Copy out, word for word, the lines of the entries between the one holding "Can you find the sunglasses frame?" and the one holding "point(68, 225)", inclusive. Leave the pictures out.

## LISTED ENTRIES
+++

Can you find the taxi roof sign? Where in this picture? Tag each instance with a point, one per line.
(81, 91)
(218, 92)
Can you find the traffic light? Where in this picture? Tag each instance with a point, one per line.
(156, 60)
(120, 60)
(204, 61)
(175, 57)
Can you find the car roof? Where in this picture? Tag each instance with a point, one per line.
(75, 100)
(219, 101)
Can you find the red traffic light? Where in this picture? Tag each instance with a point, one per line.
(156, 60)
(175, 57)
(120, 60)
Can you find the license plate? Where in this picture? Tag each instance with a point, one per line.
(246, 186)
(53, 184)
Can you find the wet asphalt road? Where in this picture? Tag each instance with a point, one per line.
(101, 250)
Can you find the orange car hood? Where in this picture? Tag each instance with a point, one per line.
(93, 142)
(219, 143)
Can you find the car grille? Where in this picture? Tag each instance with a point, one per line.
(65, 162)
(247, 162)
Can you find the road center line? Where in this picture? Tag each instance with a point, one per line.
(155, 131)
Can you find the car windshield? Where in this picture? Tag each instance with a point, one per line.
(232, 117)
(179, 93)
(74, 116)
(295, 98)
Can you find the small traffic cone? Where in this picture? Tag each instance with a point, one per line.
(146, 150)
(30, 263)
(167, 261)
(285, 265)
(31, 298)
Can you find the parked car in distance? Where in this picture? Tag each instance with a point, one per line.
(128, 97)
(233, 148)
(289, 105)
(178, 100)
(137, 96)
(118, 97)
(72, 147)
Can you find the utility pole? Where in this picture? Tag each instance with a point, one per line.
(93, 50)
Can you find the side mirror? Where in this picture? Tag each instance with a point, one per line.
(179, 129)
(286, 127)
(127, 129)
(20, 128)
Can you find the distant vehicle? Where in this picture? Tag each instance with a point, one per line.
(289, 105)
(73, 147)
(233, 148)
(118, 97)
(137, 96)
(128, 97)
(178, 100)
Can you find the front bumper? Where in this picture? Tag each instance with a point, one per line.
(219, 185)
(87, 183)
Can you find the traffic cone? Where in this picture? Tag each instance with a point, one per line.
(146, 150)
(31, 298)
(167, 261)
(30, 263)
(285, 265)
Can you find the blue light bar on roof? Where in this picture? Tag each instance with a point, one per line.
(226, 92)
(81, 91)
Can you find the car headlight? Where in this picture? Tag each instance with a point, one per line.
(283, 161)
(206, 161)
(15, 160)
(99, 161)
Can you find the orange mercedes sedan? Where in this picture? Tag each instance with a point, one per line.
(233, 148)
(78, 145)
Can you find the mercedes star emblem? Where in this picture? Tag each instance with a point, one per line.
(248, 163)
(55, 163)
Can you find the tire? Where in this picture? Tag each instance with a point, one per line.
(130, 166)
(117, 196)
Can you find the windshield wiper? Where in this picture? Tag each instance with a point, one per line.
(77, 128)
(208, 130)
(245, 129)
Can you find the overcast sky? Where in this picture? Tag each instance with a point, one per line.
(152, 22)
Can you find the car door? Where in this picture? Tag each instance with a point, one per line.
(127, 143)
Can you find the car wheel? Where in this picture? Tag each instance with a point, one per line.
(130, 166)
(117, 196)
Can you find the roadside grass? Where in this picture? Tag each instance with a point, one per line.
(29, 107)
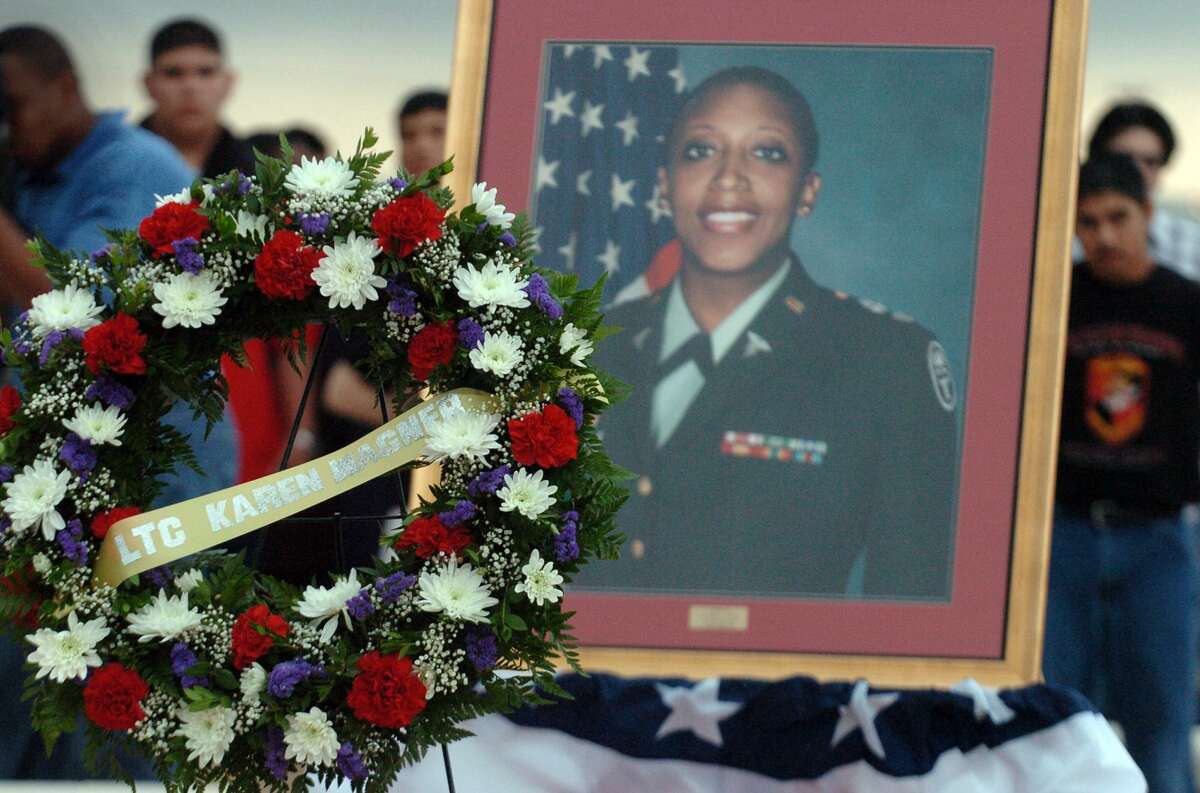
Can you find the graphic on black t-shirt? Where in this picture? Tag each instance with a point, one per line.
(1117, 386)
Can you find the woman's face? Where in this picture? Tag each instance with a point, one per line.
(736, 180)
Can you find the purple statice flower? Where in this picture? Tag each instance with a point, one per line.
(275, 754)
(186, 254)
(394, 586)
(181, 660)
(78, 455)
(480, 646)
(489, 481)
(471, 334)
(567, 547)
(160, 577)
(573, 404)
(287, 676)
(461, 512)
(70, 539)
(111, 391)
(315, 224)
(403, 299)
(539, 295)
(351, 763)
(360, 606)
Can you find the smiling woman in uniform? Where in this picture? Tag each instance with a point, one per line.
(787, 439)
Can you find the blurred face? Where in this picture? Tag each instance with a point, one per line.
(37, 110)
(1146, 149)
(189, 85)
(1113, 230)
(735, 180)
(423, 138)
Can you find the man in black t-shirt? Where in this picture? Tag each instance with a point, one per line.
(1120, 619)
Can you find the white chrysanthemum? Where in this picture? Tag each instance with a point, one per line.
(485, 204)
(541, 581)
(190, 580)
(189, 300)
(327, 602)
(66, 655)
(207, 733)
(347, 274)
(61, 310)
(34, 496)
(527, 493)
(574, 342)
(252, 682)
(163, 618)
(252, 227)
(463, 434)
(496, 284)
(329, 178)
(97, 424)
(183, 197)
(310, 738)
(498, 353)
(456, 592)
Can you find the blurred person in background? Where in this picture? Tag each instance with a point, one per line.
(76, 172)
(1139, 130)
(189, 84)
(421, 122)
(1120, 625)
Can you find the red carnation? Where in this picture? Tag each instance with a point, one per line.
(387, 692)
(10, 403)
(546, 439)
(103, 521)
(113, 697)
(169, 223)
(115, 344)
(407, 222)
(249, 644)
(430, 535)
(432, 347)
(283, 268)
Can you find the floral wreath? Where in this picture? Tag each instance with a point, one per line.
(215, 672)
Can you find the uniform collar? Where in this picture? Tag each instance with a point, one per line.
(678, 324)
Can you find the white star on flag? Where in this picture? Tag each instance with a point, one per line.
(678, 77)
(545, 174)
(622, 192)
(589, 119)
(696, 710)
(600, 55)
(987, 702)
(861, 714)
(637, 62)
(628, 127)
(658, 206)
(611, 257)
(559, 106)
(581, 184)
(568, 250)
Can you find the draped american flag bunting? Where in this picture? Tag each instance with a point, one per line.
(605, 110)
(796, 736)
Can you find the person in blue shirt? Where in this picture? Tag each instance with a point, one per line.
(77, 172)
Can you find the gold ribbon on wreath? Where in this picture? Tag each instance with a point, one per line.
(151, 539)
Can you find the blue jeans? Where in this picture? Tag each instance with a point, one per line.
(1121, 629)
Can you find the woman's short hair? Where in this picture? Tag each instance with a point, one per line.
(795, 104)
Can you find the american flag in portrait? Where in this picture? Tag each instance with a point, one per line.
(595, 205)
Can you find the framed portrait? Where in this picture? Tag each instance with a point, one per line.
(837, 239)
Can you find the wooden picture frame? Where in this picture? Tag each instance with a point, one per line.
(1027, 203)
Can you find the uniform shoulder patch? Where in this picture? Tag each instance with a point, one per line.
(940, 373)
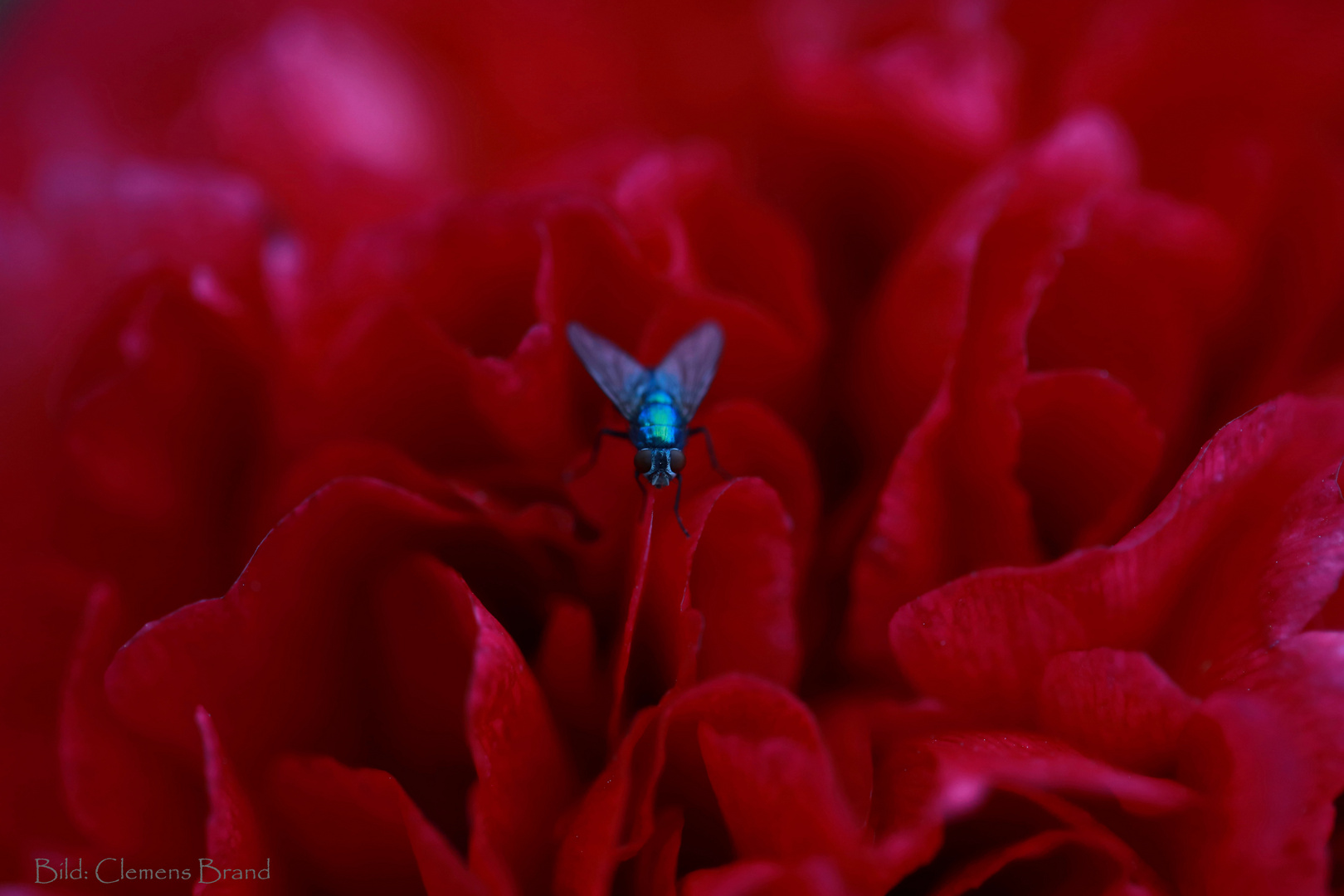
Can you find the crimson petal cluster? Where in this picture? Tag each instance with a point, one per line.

+++

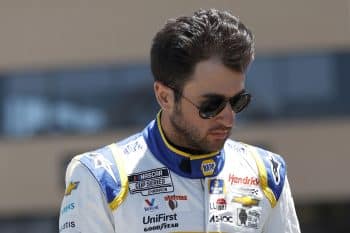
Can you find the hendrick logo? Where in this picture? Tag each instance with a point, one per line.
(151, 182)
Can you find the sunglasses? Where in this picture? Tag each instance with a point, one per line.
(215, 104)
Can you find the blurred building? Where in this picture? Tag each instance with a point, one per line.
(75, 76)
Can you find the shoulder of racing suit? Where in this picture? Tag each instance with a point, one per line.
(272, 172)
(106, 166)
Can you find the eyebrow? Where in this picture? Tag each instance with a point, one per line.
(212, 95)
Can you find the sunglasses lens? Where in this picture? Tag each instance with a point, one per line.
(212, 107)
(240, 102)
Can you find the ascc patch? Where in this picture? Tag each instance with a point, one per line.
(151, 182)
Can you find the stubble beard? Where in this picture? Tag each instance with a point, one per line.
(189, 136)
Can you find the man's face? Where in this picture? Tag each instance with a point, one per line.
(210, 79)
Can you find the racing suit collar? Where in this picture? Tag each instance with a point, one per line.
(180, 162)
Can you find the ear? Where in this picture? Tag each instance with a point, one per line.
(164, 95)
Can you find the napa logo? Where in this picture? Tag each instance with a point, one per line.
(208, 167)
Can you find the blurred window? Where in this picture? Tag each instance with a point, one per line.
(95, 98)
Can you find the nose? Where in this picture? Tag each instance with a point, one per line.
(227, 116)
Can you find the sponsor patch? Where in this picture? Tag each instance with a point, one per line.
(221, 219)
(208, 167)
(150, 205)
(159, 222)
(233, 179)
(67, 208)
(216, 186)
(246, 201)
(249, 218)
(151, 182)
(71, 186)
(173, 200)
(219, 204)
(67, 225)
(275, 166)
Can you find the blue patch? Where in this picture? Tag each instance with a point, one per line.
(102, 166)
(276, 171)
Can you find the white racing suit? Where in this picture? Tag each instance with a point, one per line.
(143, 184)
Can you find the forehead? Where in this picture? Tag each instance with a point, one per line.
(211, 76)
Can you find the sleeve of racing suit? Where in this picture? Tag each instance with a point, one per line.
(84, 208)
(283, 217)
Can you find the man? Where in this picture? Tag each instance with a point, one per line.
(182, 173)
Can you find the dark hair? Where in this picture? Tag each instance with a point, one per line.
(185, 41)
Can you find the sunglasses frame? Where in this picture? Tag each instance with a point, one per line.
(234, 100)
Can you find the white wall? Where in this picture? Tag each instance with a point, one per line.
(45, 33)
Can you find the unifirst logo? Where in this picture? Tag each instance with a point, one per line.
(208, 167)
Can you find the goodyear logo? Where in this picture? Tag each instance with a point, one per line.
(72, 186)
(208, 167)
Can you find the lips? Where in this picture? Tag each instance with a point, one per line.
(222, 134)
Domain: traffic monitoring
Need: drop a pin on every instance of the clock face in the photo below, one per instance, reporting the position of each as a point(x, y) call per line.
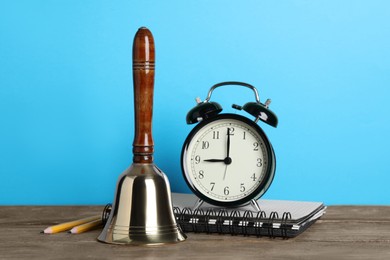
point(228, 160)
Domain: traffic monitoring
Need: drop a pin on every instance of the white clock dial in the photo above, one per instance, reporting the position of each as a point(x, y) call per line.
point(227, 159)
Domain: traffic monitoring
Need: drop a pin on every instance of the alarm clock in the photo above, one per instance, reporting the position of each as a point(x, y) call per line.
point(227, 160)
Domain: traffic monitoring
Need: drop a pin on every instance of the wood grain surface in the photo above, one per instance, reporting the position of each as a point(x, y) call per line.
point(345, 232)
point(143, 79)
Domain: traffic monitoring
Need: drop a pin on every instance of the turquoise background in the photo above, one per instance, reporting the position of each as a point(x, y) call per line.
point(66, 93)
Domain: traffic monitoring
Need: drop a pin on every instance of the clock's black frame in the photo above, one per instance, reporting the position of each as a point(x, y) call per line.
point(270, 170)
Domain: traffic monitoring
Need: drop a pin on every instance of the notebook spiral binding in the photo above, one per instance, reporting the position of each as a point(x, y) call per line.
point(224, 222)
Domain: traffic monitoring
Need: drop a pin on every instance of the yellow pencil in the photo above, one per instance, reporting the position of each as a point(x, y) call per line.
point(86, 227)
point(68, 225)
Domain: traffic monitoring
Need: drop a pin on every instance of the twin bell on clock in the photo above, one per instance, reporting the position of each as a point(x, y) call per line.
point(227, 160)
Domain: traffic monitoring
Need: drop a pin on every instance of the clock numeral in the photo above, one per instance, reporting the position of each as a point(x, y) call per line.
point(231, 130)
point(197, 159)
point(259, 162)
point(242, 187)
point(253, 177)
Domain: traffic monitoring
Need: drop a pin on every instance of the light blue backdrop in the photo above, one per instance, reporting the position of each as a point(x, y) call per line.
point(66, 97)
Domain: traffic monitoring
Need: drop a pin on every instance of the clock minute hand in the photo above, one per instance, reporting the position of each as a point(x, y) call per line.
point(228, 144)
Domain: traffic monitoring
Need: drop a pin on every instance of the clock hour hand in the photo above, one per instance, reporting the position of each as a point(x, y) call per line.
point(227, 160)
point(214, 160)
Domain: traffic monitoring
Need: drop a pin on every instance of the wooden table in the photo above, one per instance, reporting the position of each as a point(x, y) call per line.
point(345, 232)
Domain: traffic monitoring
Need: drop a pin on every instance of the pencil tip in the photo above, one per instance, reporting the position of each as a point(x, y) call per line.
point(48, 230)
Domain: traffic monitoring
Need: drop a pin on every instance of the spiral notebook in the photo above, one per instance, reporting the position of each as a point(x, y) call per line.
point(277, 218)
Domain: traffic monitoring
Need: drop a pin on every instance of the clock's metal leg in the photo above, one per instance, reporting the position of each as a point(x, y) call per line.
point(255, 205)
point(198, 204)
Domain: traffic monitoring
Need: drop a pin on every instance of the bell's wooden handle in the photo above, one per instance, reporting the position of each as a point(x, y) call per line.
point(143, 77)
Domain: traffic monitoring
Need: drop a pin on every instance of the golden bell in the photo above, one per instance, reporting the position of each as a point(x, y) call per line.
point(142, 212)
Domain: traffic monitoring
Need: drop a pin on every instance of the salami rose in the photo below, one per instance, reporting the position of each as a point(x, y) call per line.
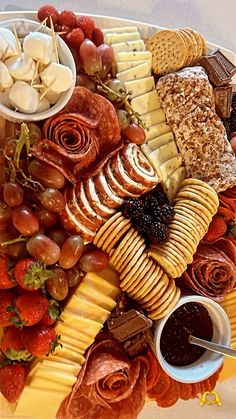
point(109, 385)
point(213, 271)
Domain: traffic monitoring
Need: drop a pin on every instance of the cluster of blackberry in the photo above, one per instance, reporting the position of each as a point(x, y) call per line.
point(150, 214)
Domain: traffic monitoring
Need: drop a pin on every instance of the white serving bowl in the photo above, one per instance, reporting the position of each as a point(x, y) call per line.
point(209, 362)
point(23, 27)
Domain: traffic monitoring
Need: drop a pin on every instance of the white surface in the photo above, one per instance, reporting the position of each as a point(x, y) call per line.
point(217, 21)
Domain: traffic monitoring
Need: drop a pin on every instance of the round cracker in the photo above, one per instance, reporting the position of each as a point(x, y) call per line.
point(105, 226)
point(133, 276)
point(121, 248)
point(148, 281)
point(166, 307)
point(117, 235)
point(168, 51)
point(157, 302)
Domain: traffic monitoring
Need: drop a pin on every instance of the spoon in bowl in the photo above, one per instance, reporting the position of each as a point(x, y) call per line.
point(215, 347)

+++

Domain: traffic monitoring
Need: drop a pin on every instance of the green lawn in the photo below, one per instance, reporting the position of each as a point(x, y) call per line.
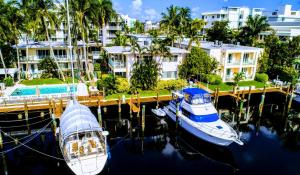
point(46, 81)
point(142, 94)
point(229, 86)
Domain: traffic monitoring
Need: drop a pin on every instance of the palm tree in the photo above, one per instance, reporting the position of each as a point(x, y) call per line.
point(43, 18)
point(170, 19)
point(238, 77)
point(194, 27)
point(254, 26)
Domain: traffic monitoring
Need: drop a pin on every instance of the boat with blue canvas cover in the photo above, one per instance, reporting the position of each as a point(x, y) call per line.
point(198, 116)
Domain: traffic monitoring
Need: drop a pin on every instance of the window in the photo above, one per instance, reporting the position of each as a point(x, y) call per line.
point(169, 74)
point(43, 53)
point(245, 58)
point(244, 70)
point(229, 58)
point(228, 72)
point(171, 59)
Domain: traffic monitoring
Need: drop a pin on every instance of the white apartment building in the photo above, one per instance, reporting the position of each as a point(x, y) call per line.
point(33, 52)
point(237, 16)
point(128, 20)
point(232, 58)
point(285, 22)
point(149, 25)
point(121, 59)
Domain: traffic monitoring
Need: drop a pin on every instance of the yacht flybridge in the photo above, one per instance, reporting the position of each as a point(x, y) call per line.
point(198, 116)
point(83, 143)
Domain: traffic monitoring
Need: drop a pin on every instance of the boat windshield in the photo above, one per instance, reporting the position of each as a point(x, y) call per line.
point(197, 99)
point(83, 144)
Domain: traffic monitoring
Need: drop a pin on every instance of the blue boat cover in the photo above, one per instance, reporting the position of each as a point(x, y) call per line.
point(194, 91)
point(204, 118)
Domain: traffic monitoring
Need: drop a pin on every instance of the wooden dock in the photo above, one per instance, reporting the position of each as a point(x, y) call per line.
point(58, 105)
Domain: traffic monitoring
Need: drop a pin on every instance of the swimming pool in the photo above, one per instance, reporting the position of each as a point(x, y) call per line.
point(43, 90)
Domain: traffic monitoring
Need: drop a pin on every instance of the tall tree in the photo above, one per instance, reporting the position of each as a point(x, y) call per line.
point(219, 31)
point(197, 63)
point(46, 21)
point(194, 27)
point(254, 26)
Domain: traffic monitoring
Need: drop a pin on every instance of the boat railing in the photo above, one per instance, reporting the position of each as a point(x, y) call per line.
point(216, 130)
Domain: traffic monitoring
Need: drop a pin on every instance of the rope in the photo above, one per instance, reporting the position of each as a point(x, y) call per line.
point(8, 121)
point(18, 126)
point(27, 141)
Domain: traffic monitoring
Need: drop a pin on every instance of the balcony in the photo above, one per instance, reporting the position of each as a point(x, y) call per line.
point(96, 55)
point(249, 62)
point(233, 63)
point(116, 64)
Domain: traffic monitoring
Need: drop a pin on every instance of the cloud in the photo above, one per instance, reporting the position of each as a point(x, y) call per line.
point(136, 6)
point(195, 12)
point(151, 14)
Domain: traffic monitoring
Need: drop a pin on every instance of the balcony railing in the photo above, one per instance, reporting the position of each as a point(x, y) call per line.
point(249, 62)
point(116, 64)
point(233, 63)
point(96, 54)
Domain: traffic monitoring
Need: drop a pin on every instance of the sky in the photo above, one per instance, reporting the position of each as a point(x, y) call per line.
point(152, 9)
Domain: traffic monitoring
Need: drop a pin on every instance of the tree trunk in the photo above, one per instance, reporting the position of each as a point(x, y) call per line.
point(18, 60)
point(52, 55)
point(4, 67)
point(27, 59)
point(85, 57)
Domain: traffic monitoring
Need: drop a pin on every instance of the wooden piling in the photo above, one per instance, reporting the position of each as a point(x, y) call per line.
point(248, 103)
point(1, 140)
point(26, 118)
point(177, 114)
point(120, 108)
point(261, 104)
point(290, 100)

+++

## EXERCISE ANSWER
Can you find the sunglasses frame? Where in this picture? Tag each instance with a point, one per line.
(234, 100)
Can you find the white wall? Where in this picture? Tag each instance with a point, one per line.
(45, 33)
Can you find the unifirst logo? Where in this picture? Tag each instance with a point, one per line.
(208, 167)
Can you find the goodyear logo? Where in this picture? Tag each instance with a point, one per line.
(72, 186)
(208, 167)
Can you find the lips? Where in this picture? Tag each instance with a point, one per line.
(222, 134)
Domain: traffic monitoring
Need: drop a pin on every instance of the clock face in the photo below, one per instance, reporting the position of each as a point(x, y) call per line.
point(228, 160)
Domain: traffic monitoring
Need: drop a pin on every instance of the white clock dial in the photo above, one per instance, reporting the position of each as a point(x, y) call per line.
point(227, 159)
Domain: traffic monitoring
Need: drop a pin on every instance of the alarm clock in the photo above, one per instance, reporting the position of each as a point(x, y) call per line.
point(227, 160)
Domain: traffic monitoring
Need: drop a pin on every instance of the wood grain surface in the photo above, one per instance, reporting the position of each as a point(x, y) call per line.
point(345, 232)
point(143, 79)
Domain: traffic monitoring
Need: drop a pin on every instance of the turquoise background in the photo above, one per instance, reporting the position of each as a point(x, y) call per line.
point(66, 93)
Domain: traffic monitoring
Need: drop a pin on every instance of the clock's black frame in the photo above, one per instance, reporting the position of each as a point(x, y) call per line.
point(270, 170)
Domain: traffic monitoring
Need: drop a pin on every instance of the notebook spiral binding in the photo above, one per instance, reporting the position of each as a point(x, y) call per line.
point(224, 222)
Domain: traffic monitoring
Need: drop a pin on every instance of the yellow pencil in the photo above, one per instance, reporting the position of each as a point(x, y) call per line.
point(86, 227)
point(68, 225)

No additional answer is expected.